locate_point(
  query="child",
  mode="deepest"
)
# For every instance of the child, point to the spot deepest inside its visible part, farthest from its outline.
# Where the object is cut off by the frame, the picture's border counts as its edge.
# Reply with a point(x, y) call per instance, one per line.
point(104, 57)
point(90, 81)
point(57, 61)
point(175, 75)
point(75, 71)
-*-*-
Render the records above as a JSON list of strings, one string for each line, omitting any blank lines.

| Complete answer |
[
  "locate_point(",
  "  query=\"child\",",
  "  mode=\"deepest\"",
  ")",
  "# For every instance of the child, point to the spot deepest inside its visible part, farthest from its outline.",
  "# Where the object is cut off by the frame, the picture's border counts as its edge.",
  "# Reply with a point(x, y) call per instance, one per line.",
  "point(104, 57)",
  "point(90, 81)",
  "point(57, 61)",
  "point(175, 75)",
  "point(75, 71)"
]